## [Extrait de page]
Au départ, j’essayais juste de faire de la musique qui pourrait correspondre à mes sets en club et à des sets de dj que je respectais. Probablement que par la suite lorsqu’on a achevé ces premiers objectifs comme entendre ses morceaux dans un club, sortir son premier vinyle, être joué par des gens que l’on admire, on s’en lasse et l’on a besoin d’aller plus loin. Pour moi, c’est ce qui sépare les bons artistes des « producteurs ».

Il y a un moment où l’on sait que l’on a gagné le respect de ses pairs. De là, on peut soit exploiter le filon pour jouer plus et se faire plus d’argent, là où selon moi les vrais artistes prennent du recul et font preuve d’introspection pour se satisfaire et font de la musique avant tout pour eux. J’aime à penser que c’est dans cette partie que je me situe. Je suis plus satisfait que jamais de ma musique et je pense que je suis plus reconnu pour ma musique que je ne l’étais auparavant.

– L’innovation, la remise en question et le souci de non-répétition semblent être des aspects assez importants dans ton processus créatif. Comment approches-tu la notion de concept en techno qui parfois provient d’un flou entre le besoin de promotion et le besoin d’une histoire ?

Je pense que certains concepts ou certains thèmes sont extrêmement importants afin de maintenir la cohérence d’une sortie, tout particulièrement lorsqu’il s’agit d’un album. En revanche, un bon concept sans musique derrière n’a aucune consistance. Éviter la répétition m’apparait comme vital, si je m’ennuie de ce que je fais, même si ça me rapporte de l’argent, pourquoi cela serait-il susceptible d’intéresser qui que ce soit d’autre?

Un bon artiste construit sur ce qu’il a déjà réalisé et va de l’avant. Pas de virage sec vers un autre style, mais plus via un développement constant de sa vision de la musique. Comme tu le disais, bien sûr qu’il y a des concepts plaqués de manière rétroactive aux sorties, ça permet de donner à l’attaché(e) presse de la matière à vendre alors que lorsque les tracks étaient en train d’être composées elles s’appelaient « Track#46 », etc., etc.

## [Tâches et exercices]
**a)** Répondez à ces questions sur l'extrait d'entretien :
(i) Quels premiers objectifs sont cités dans le passage commençant par « Au départ, j'essayais juste » ?
(ii) Pour quel type de sortie les concepts sont-ils jugés particulièrement importants afin d'en maintenir la cohérence ?
(iii) Quel nom porte une piste en cours de composition dans l'exemple donné ?
**b)** Reformulez sous forme de liste le paragraphe de l'extrait d'entretien qui commence par « Je pense que certains concepts », en conservant ses idées principales.
**c)** Recopiez mot pour mot le passage de l'extrait d'entretien compris entre « Je pense que certains » et « que ce soit d’autre? », bornes incluses.
Appuyez-vous uniquement sur l'extrait d'entretien pour répondre.

## [Données fournies]

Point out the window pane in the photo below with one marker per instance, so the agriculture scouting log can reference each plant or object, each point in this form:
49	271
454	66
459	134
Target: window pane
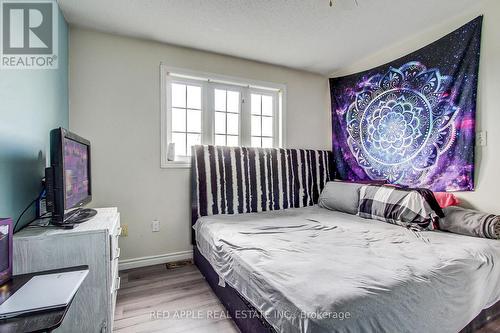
233	123
220	100
220	122
256	141
179	120
194	121
220	140
267	126
180	143
267	105
192	139
178	95
233	101
267	142
255	104
194	97
256	125
232	140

## [Réponses dans l'ordre]
**a)**
(i) Entendre ses morceaux dans un club, sortir son premier vinyle et être joué par des gens que l'on admire.
(ii) Pour un album.
(iii) « Track#46 ».

**b)**
- Certains concepts ou thèmes sont essentiels pour maintenir la cohérence d'une sortie, surtout d'un album.
- Un bon concept n'a aucune consistance sans musique derrière.
- Éviter la répétition est vital.
- Si l'on s'ennuie de ce que l'on fait, même quand cela rapporte de l'argent, il n'y a aucune raison que cela intéresse quelqu'un d'autre.

**c)**
Je pense que certains concepts ou certains thèmes sont extrêmement importants afin de maintenir la cohérence d’une sortie, tout particulièrement lorsqu’il s’agit d’un album. En revanche, un bon concept sans musique derrière n’a aucune consistance. Éviter la répétition m’apparait comme vital, si je m’ennuie de ce que je fais, même si ça me rapporte de l’argent, pourquoi cela serait-il susceptible d’intéresser qui que ce soit d’autre?